— Goal —
Reproduce exactly the lines from the one containing "Place one point on every instance of the wheel" through the last line of the records below, both included, and nothing else.

— Items —
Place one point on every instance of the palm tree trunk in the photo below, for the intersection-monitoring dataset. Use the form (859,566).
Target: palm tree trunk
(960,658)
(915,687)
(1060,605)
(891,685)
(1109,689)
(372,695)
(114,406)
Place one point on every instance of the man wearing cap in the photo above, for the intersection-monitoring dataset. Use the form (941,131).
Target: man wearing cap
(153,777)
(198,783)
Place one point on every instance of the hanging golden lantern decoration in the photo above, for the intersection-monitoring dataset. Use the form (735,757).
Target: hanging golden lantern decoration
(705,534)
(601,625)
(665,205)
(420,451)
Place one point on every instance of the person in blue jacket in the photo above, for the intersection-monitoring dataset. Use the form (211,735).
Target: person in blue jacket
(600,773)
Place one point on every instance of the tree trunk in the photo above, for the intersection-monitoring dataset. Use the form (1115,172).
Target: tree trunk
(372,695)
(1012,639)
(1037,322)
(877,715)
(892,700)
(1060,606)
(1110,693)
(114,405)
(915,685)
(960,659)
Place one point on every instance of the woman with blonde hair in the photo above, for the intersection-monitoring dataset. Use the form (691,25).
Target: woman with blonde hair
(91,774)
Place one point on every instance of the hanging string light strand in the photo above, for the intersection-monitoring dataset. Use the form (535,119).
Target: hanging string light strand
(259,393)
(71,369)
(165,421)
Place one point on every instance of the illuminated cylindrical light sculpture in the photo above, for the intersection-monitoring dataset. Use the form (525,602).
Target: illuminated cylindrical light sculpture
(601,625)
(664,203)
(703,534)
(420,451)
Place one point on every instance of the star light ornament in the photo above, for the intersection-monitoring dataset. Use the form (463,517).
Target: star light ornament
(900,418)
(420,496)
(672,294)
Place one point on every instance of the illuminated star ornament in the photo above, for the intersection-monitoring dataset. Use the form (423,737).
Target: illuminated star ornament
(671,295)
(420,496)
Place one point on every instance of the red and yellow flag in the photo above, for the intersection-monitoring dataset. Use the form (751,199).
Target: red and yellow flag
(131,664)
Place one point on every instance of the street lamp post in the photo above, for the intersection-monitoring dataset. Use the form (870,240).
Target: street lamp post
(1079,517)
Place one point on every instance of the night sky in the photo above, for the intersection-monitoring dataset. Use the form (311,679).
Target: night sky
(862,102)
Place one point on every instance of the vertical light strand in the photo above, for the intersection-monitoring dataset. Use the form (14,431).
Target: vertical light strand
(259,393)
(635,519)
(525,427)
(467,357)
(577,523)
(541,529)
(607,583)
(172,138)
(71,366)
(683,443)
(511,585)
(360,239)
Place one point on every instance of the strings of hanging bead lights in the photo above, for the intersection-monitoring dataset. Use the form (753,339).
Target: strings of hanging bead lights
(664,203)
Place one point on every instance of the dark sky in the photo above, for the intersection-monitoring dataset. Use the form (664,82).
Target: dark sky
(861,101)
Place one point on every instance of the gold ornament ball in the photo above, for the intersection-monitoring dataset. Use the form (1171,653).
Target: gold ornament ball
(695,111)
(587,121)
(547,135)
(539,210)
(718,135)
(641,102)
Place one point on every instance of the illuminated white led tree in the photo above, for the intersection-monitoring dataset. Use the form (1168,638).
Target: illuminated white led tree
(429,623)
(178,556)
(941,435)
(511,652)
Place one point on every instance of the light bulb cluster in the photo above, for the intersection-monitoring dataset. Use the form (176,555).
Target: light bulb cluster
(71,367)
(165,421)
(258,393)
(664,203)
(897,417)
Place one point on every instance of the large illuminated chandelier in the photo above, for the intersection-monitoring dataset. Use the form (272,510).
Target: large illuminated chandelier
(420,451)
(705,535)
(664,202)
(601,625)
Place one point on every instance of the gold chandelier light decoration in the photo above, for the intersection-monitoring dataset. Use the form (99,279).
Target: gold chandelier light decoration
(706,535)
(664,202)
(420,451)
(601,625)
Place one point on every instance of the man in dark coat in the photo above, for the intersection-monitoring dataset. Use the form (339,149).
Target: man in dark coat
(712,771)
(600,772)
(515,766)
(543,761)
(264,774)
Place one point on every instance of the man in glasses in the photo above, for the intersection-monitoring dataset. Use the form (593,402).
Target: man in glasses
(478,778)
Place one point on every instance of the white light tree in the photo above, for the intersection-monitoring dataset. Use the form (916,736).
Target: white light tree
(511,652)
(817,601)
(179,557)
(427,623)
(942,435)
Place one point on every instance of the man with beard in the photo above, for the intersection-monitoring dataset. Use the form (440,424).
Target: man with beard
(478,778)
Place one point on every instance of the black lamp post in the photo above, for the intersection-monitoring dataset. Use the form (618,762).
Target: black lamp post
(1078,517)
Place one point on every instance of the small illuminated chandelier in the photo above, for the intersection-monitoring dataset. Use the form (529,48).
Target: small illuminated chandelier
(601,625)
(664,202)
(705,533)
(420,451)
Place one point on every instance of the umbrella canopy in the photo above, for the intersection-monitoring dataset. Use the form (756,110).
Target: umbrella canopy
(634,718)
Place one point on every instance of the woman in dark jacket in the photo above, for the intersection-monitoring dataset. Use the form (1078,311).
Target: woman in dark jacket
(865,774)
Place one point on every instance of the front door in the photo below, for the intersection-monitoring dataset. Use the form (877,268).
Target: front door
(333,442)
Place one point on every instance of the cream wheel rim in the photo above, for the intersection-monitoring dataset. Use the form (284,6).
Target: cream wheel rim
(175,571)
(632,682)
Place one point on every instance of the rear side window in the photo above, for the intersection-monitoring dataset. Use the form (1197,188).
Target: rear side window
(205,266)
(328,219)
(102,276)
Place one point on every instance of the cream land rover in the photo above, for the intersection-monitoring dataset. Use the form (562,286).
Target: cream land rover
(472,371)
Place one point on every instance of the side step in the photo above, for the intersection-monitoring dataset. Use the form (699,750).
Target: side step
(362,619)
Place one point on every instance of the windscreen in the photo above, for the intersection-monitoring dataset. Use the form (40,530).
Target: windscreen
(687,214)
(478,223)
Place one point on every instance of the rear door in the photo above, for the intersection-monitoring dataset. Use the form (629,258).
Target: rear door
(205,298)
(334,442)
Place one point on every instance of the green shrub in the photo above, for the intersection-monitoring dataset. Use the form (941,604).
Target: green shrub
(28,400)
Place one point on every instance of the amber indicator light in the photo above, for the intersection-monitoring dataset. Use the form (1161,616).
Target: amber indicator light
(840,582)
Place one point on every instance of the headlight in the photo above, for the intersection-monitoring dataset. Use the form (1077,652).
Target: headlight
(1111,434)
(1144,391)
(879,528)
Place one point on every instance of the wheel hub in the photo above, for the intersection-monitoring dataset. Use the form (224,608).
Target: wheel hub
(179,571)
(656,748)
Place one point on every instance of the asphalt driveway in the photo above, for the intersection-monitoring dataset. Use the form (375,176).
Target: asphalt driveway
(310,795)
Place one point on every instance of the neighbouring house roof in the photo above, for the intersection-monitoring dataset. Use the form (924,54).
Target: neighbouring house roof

— Exercise answer —
Place one point on every instance of the wheel hub in the photo above, for the intersection-monitoring dataset. Use the form (224,608).
Target: wheel hub
(179,571)
(656,748)
Place one point on every instance of the asphalt driveway in the photo above, for the intersection-monitoring dataset. Use the form (375,176).
Target: asphalt driveway
(310,795)
Place one point on every instance of the neighbouring house roof in the photo above, for the intersection-monitoring dataset. Use the form (924,54).
Target: neighbouring house roof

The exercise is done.